WRITTEN REQUEST 1: Please reproduce the stretch of the toy sales article from "What effect the" through "yet to come." word for word.
WRITTEN REQUEST 2: Summarize the toy sales article in three sentences.

PROVIDED PASSAGE:

===

Now, Ryan is focusing on bigger toys like baby dolls and stuffed animals — items her children can’t swallow. “If it looks like a piece of fruit or a snack, I just won’t buy it,” she said.
“I really don’t understand how a toy like that can have something like that put into it,” said Colleen Scanlan, from Sun Prairie, Wis., who is trying to find a replacement for Aqua Dots for her daughters, ages 5 and 8. “They’ve been asking for it for about a year, so that one will be a big disappointment.”
While many toy merchants say so far shoppers largely have not been rejecting Chinese-made toys — which make up 80 percent of U.S. playthings — they are being choosier. A poll done last month by Harris Interactive showed that one-third of Americans say they will be buying fewer toys this holiday season due to safety concerns, and 45 percent said they will avoid buying toys made in China.
What effect the souring economy will have on sales is also still unclear. Consumers are wary, but even the most frugal parent will buy some children’s toys come the holidays.
Target Corp. has said that its toy business has been “soft” this fall, while eToys.com’s CEO Michael Wagner reported that October sales were weaker than expected. Amazon.com said it’s been pleased with its toy business; many others declined to comment saying that the bulk of holiday sales is yet to come.
The industry is worried that parents’ frugality could derail holiday sales, which showed a meager increase last year after several years of declines. Toy sales were up 0.2 percent last year, according to the NPD Group Inc., a research company based in Port Washington, N.Y.
Already, aggressive price cutting has begun. Wal-Mart kicked off in early October, at least a week earlier than a year ago. Over the Nov. 2-4 weekend, Wal-Mart, Toys “R” Us and K-B Toys Inc. wooed shoppers with weekend discounts and door buster specials similar to what they would offer on the day after Thanksgiving.
Such heavy discounting could depress sales even more, analysts say. BMO Capital Markets analyst Gerrick Johnson noted that he now expects toy sales to be down from a year ago; before the summer recalls he had estimated that toy sales would be slightly up.
The Aqua Dot recall opened old wounds, said Johnson.
“This could be the straw that breaks mom’s back,” he said.
As toy buying kicks into gear, there seem to be plenty of contradictions in spending patterns. While some small toy stores report a sales surge in naturally stained wooden blocks and eco-friendly stuffed animals, plenty of Chinese-made mass products are big hits, such as Fisher-Price’s Smart Cycle and Jakks-Pacific EyeClops, a handheld device that magnifies objects.
Brands that suffered recalls — such as Mattel Inc.’s preschool brand Fisher-Price and RC2 Corp. — are rebounding, according to Toys “R” Us officials. They noted Fisher-Price has done better than other brands hurt by recalls.
Online specialty stores like Oompa.com and ebeanstalk.com that sell fancier, higher priced toys also report hefty sales increases from a year ago.
Sue Warfield, president of the American Specialty Toy Retailing Association, which represents about 500 stores, says her members, long battered by discounters, are bracing for a turnaround.

===

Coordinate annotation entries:
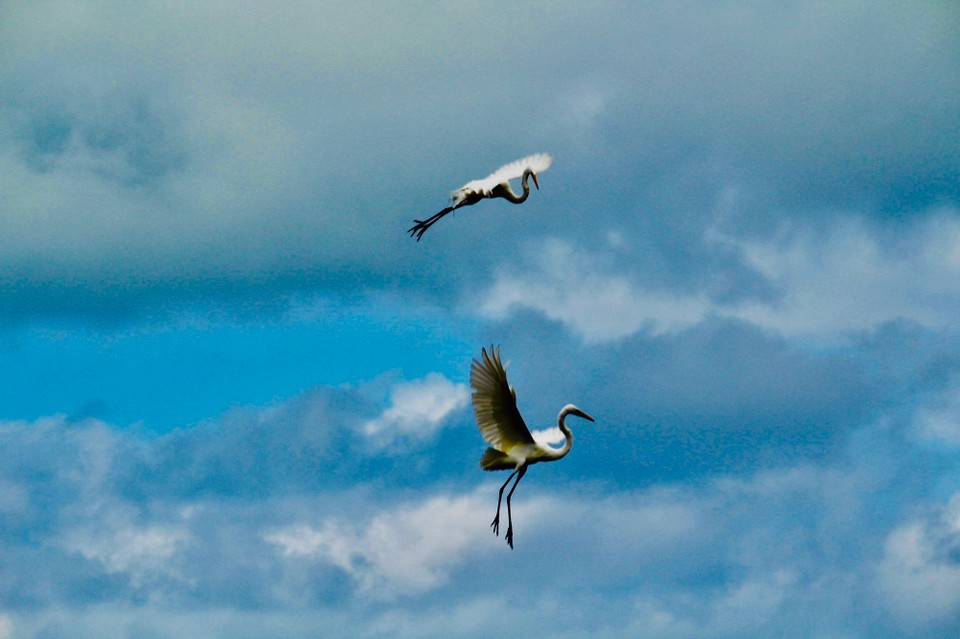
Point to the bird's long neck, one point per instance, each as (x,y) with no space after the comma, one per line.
(505,191)
(568,437)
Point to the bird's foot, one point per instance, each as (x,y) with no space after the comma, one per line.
(418,229)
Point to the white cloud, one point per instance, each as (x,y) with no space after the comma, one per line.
(403,552)
(919,574)
(847,279)
(564,283)
(843,280)
(417,410)
(143,553)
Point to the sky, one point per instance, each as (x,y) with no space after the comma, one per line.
(235,393)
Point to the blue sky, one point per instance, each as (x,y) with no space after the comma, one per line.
(234,399)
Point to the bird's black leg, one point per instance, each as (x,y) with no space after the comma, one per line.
(495,524)
(421,226)
(509,535)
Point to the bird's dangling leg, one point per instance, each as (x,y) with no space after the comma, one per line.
(495,524)
(421,226)
(509,535)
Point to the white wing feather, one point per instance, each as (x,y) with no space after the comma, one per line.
(537,163)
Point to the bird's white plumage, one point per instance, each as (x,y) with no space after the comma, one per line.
(537,163)
(495,404)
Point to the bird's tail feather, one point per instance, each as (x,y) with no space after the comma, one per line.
(493,459)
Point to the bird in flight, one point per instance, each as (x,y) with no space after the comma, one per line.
(497,184)
(512,447)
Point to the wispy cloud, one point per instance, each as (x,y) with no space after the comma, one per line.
(418,409)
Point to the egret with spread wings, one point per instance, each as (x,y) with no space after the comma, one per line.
(497,184)
(512,447)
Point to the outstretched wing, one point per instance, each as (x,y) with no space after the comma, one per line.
(495,403)
(537,162)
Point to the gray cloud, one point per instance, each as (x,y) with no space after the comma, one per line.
(155,156)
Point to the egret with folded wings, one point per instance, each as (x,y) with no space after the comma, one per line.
(512,447)
(497,184)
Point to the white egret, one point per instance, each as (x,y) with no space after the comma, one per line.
(511,444)
(497,184)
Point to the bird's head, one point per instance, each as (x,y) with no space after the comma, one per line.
(570,409)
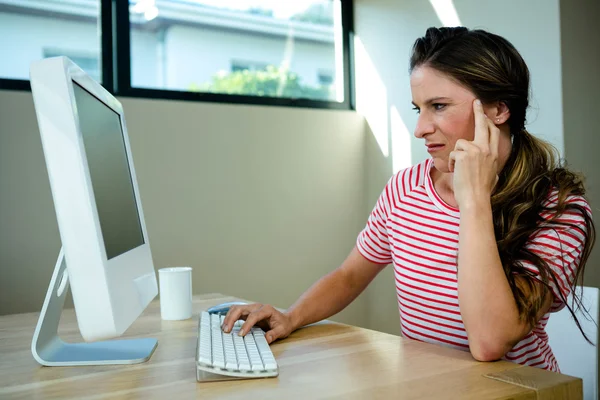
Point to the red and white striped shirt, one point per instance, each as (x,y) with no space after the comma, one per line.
(413,228)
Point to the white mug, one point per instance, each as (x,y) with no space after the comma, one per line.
(175,293)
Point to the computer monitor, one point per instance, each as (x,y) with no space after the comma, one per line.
(105,256)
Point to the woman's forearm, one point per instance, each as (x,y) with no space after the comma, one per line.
(487,304)
(333,292)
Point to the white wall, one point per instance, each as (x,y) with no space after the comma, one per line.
(580,36)
(261,201)
(386,31)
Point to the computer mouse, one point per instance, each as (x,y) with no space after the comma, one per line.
(223,308)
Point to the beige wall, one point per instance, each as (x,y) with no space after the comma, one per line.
(385,33)
(580,41)
(260,201)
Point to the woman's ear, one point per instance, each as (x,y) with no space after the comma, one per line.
(501,113)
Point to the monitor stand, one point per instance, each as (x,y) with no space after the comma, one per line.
(48,349)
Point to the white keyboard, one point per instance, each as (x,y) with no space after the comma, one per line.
(222,356)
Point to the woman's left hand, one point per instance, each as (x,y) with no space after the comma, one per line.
(475,164)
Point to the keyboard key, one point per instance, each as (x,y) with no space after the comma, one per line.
(230,352)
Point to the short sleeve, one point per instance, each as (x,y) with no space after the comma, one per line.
(560,246)
(373,241)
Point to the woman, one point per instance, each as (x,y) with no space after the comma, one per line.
(487,237)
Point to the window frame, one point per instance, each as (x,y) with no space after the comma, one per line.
(115,66)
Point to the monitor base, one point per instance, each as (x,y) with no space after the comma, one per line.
(49,350)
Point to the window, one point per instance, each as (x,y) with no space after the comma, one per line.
(237,65)
(45,29)
(251,51)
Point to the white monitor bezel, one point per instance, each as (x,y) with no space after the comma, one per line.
(108,294)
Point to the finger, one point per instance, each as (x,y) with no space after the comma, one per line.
(275,334)
(494,138)
(253,318)
(452,160)
(463,145)
(482,136)
(235,313)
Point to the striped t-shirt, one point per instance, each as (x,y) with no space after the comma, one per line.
(413,228)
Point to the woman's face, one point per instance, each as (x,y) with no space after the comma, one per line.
(445,113)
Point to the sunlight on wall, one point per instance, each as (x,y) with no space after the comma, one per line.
(371,96)
(401,150)
(446,12)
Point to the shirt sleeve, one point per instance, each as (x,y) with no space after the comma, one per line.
(560,246)
(373,241)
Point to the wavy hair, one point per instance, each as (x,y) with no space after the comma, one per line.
(490,67)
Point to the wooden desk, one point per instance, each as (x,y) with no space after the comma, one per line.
(325,360)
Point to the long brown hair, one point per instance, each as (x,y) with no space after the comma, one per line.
(494,71)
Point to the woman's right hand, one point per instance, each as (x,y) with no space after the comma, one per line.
(277,325)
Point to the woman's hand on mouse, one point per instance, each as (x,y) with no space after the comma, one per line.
(277,325)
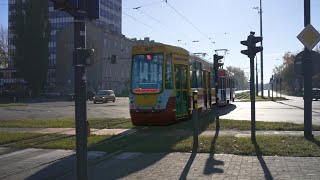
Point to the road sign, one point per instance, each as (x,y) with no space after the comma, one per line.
(298,63)
(309,37)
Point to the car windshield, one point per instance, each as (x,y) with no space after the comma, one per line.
(147,73)
(102,92)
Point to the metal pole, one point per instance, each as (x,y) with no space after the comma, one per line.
(257,83)
(80,96)
(252,98)
(307,79)
(216,79)
(261,53)
(280,87)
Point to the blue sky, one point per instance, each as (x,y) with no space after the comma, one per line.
(225,22)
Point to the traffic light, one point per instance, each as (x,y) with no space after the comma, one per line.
(216,59)
(113,59)
(65,4)
(92,9)
(252,49)
(85,57)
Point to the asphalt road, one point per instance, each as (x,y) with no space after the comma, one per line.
(281,111)
(291,110)
(63,109)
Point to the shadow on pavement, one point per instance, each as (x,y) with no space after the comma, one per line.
(129,162)
(226,109)
(267,173)
(295,106)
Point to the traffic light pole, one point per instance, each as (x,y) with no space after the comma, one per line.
(261,53)
(307,79)
(257,83)
(216,79)
(253,101)
(80,96)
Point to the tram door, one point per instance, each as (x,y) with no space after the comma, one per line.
(223,89)
(181,90)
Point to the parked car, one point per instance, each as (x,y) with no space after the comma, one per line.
(316,93)
(104,96)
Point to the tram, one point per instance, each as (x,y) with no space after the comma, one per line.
(163,80)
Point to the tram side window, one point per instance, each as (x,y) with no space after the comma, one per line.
(193,75)
(168,72)
(199,74)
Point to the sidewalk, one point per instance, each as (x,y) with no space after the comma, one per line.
(71,131)
(149,166)
(60,164)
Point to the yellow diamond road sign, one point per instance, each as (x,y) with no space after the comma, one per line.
(309,37)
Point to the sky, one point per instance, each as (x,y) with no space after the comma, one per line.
(203,26)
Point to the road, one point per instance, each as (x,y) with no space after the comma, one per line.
(290,110)
(281,111)
(65,109)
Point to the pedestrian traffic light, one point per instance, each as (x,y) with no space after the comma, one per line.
(65,4)
(84,57)
(113,59)
(216,59)
(252,49)
(92,9)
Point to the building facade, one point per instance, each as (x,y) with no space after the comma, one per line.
(102,74)
(110,19)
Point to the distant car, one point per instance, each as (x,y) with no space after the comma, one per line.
(104,96)
(50,95)
(316,93)
(90,95)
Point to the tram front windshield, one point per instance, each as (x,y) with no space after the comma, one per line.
(147,73)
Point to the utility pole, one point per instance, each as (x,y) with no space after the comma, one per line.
(82,57)
(307,79)
(216,66)
(261,53)
(251,52)
(257,83)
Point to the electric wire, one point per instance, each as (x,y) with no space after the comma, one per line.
(137,20)
(150,4)
(180,33)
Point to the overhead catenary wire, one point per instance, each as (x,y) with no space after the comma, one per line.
(150,4)
(137,20)
(180,33)
(208,38)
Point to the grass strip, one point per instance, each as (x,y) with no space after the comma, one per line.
(147,141)
(12,104)
(48,141)
(10,137)
(270,145)
(205,123)
(120,123)
(245,97)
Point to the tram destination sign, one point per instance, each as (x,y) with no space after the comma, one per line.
(298,63)
(309,37)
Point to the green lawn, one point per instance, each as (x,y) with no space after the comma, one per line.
(46,141)
(149,141)
(245,97)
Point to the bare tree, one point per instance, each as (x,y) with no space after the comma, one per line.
(3,47)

===

FINAL ANSWER 1:
What effect the souring economy will have on sales is also still unclear. Consumers are wary, but even the most frugal parent will buy some children’s toys come the holidays.
Target Corp. has said that its toy business has been “soft” this fall, while eToys.com’s CEO Michael Wagner reported that October sales were weaker than expected. Amazon.com said it’s been pleased with its toy business; many others declined to comment saying that the bulk of holiday sales is yet to come.

FINAL ANSWER 2: Safety worries after toy recalls are making shoppers choosier, and a Harris Interactive poll found that one-third of Americans plan to buy fewer toys this holiday season while 45 percent plan to avoid toys made in China. Retailers such as Wal-Mart, Toys "R" Us and K-B Toys have already begun aggressive price cutting, which analysts say could depress sales further, and one analyst now expects toy sales to be down from a year ago. Still, brands that suffered recalls, such as Fisher-Price, are rebounding, and online specialty stores selling higher-priced toys report hefty sales increases.